■ **WORK TO COMPLETE**
Take the line containing "indicate the meatball, one dot per instance" and every line after it in the data below, and print them exactly as given, with nothing else.

■ **SUPPLIED RECORDS**
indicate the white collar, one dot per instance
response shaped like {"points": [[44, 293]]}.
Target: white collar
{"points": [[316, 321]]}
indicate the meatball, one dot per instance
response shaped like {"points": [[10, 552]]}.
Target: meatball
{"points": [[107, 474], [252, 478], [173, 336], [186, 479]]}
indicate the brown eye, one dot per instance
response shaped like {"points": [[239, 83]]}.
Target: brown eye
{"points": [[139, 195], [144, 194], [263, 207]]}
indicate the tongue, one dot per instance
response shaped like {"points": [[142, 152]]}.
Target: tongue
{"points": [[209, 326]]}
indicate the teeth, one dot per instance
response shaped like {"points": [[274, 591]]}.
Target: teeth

■ **EXERCISE SOLUTION**
indicate the meatball, one dot per instance
response shaped like {"points": [[10, 552]]}.
Target: meatball
{"points": [[107, 474], [252, 478], [173, 336], [186, 479]]}
indicate the brown eye, one dot per instance
response shaped like {"points": [[239, 83]]}.
Target: brown eye
{"points": [[139, 195], [144, 194], [263, 207]]}
indicate the tongue, one dot per instance
response shaped like {"points": [[142, 152]]}.
Target: tongue
{"points": [[209, 326]]}
indicate the teeth, one dot per instance
response shaped like {"points": [[274, 591]]}.
Target: teeth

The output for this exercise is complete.